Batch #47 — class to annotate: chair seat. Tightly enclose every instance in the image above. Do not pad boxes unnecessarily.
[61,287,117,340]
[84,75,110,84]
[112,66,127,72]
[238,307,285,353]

================================

From the items above, pick out each line that contains the word "class" and copy it in full. Case counts.

Batch #47 — class to annotate: chair seat. Tightly enclose every instance in the image above. Do not pad boxes unnecessarily.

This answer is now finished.